Start of Given text

# Using Watson Studio Machine Learning Service for Model Training and Making Predictions on Hadoop Data

This notebook shows you how to use python machine learning libraries and services from Watson Studio to train, evaluate, and save a model on a remote Hadoop cluster.

Our input data will reside in HDFS for a registered Hadoop Integration system. To avoid having to copy the data from Hadoop into Watson Studio, we will use a remote Livy session to build the model _within Hadoop itself_. Then we will "pull" the model into Watson Studio and save it to your Watson Studio filesystem, making it available for use with other Watson Studio model management features.

<div class="alert alert-block alert-info">Note: In this exercise we will be using Spark from a <i>remote</i> Hadoop session to build the model, and then we will use Spark in the <i>local</i> notebook to load the model.  This means that your remote Hadoop cluster **must** be running with a version of Spark that is compatible with the version of Spark that you're using for this notebook. So if your remote Spark version is 2.0, you will need to run this notebook with Python 2.7; if your remote Spark version is 2.1 or 2.2, you'll need to run this notebook with Python 3.5.</div>

## Table of contents
- [Prerequisites (Admin)](#prerequisites)
- [Create a Remote Livy Session](#create_livy_session)
- [Load Data](#load_data)
- [Access and Manipulate Data](#access_manipulate_data)
- [Evaluate the Model](#evaluate_model)
- [Copy the Model to Watson Studio Local](#model_copy_to_wsl)
- [Save the Model](#save_model)
- [Cleanup the Remote Livy Session](#cleanup_livy_session)
- [Summary](#summary)

<a id='prerequisites'></a>
## Prerequisites (Admin)

In order to run Livy sessions on a remote Hadoop cluster, your Watson Studio admin must first register a Hadoop Integration system with Watson Studio.

Ask your Watson Studio admin to use the **Admin Console => Hadoop Integration** option to register a Hadoop Integration system. ** NOTE: Installation and configuration of IBM's Hadoop Integration (`HI`) service on a Hadoop cluster must be done by a Hadoop admin _before_ that system can be registered with your Watson Studio account. **

When your admin indicates that a Hadoop Integration system has been registered, you can proceed with this sample notebook.

In [1]:
# Imports needed for the cells which run locally on Watson Studio.
import dsx_core_utils
import pandas as pd
from sklearn.externals import joblib

<a id='create_livy_session'></a>
## Create a Remote Livy Session

First, let's get a list of registered Hadoop Integration systems. For this example, we're running in the remote Spark and we do not require any special python libraries, so we do **not** need to look for any particular image.

In [None]:
DSXHI_SYSTEMS = dsx_core_utils.get_dsxhi_info(showSummary=True)

Configure the Spark session that we will run on the selected registered HI system. In this case we want the session to start with 1G memory and two Spark executors. **NOTE**: `myConfig` here is optional; if you prefer to use default configs you can omit this cell and remove the `addlConfig` argument in the next cell.

In [3]:
myConfig={
 "queue": "default",
 "driverMemory": "1G",
 "numExecutors": 2
};

In [4]:
# Set up sparkmagic to connect to the selected registered HI
# system with the specified configs. **NOTE** This notebook
# requires Spark 2, so you should set 'livy' to 'livyspark2'.

End of Given text

- _The task_
Carry the notebook on Watson Studio model training with Hadoop data forward from its final line, in the same style and format.

Start of Stored data

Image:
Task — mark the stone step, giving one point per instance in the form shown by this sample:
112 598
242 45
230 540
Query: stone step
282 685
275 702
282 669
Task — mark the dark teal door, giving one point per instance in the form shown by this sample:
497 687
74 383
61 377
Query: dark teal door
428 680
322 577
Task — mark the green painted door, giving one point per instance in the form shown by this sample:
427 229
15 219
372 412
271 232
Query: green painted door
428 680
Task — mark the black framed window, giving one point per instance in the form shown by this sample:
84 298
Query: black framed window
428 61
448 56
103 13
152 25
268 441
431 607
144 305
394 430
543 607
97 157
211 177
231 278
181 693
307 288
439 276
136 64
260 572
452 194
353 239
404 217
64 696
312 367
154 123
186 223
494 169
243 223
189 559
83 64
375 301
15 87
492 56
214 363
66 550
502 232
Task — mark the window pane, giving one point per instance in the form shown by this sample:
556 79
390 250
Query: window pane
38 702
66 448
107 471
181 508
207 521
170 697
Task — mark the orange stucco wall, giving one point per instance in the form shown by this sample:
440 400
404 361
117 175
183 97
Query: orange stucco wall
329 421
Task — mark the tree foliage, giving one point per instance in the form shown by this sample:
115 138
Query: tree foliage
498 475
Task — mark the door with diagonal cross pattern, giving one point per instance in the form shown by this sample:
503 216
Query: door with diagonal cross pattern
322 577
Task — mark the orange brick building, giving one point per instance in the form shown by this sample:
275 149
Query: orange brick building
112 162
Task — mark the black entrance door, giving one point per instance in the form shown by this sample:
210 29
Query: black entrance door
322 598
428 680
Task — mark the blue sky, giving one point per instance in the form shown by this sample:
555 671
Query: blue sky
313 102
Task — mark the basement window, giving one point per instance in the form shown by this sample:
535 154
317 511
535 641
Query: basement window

End of Stored data

- _Result_
HI_CONFIG = dsx_core_utils.setup_livy_sparkmagic(
  system="P-Body", 
  livy="livyspark2",
  addlConfig=myConfig)

# (Re-)load sparkmagic to apply the new configs.
%reload_ext sparkmagic.magics

sparkmagic has been configured to use https://pbody-edge-1.fyre.ibm.com:8443/gateway/dsx-loc-chell-375-master-1/livy2/v1 
success configuring sparkmagic livy.


Now, let's capture some state about the configured Hadoop Integraton system, to be used later in this notebook. Then start up a new, remote Livy session to connect to that HI system. **NOTE**: Depending on a) the resources available in the remote Hadoop system and b) the speed of your cluster, attempts to start the session might report errors due to timeout or due to a session coming up `dead`.  In such cases you should run **`%spark cleanup`** as a separate cell, then re-run this cell again.  If session creation continues to fail, contact the Hadop admin of the target Hadoop cluster to see if everything is configured as expected.

In [5]:
session_name = 'mlsess1'
livy_endpoint = HI_CONFIG['LIVY']
webhdfs_endpoint = HI_CONFIG['WEBHDFS']
%spark add -s $session_name -l python -k -u $livy_endpoint

Starting Spark application


ID,YARN Application ID,Kind,State,Spark UI,Driver log,Current session?
271,application_1536856451431_0224,pyspark,idle,Link,Link,✔


SparkSession available as 'spark'.


For reference / debugging: Print out the name of the Hadoop node to which the remote session has been assigned. When "local" files are created within the remote session, they will be written to this node. All of the Yarn container artifacts (workspace and temp files) will exist on this node, as well.

In [6]:
%%spark -s $session_name
import socket
print("Remote livy session driver: {}".format(socket.gethostname()))

Remote livy session driver: hdp-264-pbody-1.fyre.ibm.com

The following cell, and all subsequent cells which have **`%%spark`** as their first line, will run *remotely*, i.e. within a Yarn container that exists on the registered Hadoop Integration system.

In [7]:
%%spark -s $session_name

# Declare imports needed for all of the cells that will run remotely.
import getpass, time, os, shutil
from pyspark.ml.feature import StringIndexer, VectorAssembler
from pyspark.ml.regression import LinearRegression
from pyspark.ml import Pipeline

# Load IBM Hadoop Integration utilities to facilitate remote functionality.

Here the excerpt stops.